Records from a data collection
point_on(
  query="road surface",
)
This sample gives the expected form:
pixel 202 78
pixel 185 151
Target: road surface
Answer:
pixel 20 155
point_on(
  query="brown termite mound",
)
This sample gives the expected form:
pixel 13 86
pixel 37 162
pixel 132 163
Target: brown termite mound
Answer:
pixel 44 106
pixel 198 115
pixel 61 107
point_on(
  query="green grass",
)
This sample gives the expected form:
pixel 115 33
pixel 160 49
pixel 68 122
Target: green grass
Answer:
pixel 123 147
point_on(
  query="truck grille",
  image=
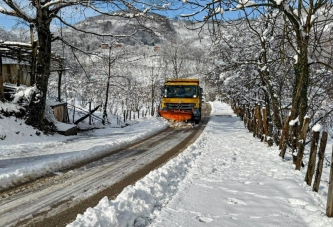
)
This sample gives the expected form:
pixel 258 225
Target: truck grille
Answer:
pixel 180 106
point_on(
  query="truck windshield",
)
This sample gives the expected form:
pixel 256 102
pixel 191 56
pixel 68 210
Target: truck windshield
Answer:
pixel 180 91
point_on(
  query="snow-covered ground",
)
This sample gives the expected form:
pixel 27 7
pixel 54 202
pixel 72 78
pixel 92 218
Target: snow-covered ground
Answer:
pixel 226 178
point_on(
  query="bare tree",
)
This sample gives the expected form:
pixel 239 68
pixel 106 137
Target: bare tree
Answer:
pixel 40 14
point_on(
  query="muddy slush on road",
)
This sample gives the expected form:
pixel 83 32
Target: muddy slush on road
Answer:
pixel 57 199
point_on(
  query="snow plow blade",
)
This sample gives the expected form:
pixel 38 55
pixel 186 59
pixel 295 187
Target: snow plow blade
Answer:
pixel 176 115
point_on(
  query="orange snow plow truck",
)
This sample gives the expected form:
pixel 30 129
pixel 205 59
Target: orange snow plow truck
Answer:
pixel 181 100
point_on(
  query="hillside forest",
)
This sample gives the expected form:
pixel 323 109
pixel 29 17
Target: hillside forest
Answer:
pixel 270 53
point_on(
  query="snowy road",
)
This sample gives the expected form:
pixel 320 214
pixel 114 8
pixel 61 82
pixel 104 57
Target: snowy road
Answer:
pixel 52 195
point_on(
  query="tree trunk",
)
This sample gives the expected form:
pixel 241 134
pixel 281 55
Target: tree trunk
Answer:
pixel 301 141
pixel 312 159
pixel 37 104
pixel 2 97
pixel 321 157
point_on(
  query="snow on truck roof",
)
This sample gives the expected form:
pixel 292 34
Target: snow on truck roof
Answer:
pixel 182 81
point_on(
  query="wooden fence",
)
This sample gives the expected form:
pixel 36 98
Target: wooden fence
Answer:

What the task asks:
Transcribe all data precisely. Pictures are not copied.

Answer to this exercise:
point_on(
  query="road surface",
)
This sample gives the expected form:
pixel 202 78
pixel 185 151
Target: road surface
Answer:
pixel 20 155
point_on(
  query="brown termite mound",
)
This sample gives the expected form:
pixel 13 86
pixel 37 162
pixel 132 163
Target: brown termite mound
Answer:
pixel 44 106
pixel 198 115
pixel 61 107
point_on(
  query="green grass",
)
This sample gives the expected form:
pixel 115 33
pixel 160 49
pixel 68 122
Target: green grass
Answer:
pixel 123 147
point_on(
  query="truck grille",
  image=
)
This sample gives the expected form:
pixel 258 225
Target: truck grille
Answer:
pixel 180 106
point_on(
  query="truck windshield",
)
This sample gives the expected form:
pixel 256 102
pixel 191 56
pixel 68 210
Target: truck windshield
Answer:
pixel 180 91
point_on(
  query="snow-covered ground",
)
This sample gives the expected form:
pixel 27 7
pixel 54 202
pixel 72 78
pixel 92 218
Target: snow-covered ground
Answer:
pixel 226 178
point_on(
  query="bare tree",
)
This sample gives the expected form:
pixel 239 68
pixel 106 137
Target: bare tree
Answer:
pixel 40 14
point_on(
  query="muddy slush on road",
)
This sample gives the expected form:
pixel 83 32
Target: muddy slush on road
Answer:
pixel 57 199
point_on(
  query="snow plow blade",
)
This sample gives the expected form:
pixel 38 55
pixel 186 59
pixel 295 187
Target: snow plow blade
Answer:
pixel 176 115
point_on(
  query="orange snow plow truck",
)
This sample gives the expected form:
pixel 30 129
pixel 205 59
Target: orange snow plow truck
Answer:
pixel 181 100
point_on(
  query="hillside forest",
)
This sample gives the expected form:
pixel 323 109
pixel 29 17
Target: hillside forest
Answer:
pixel 270 53
point_on(
  query="snowy road",
)
This sample gives the expected form:
pixel 320 214
pixel 114 8
pixel 61 82
pixel 104 57
Target: snowy road
Answer:
pixel 52 195
point_on(
  query="tree trunk",
)
This sample gives the expected form:
pixel 241 134
pixel 281 55
Target: tree trunk
Answer:
pixel 301 141
pixel 312 159
pixel 37 104
pixel 2 97
pixel 321 157
point_on(
  query="snow on truck roof",
)
This sample gives the expected form:
pixel 292 34
Target: snow on truck roof
Answer:
pixel 182 81
point_on(
  query="wooden fence",
)
This sample gives the expected form:
pixel 36 98
Target: wooden fence
Answer:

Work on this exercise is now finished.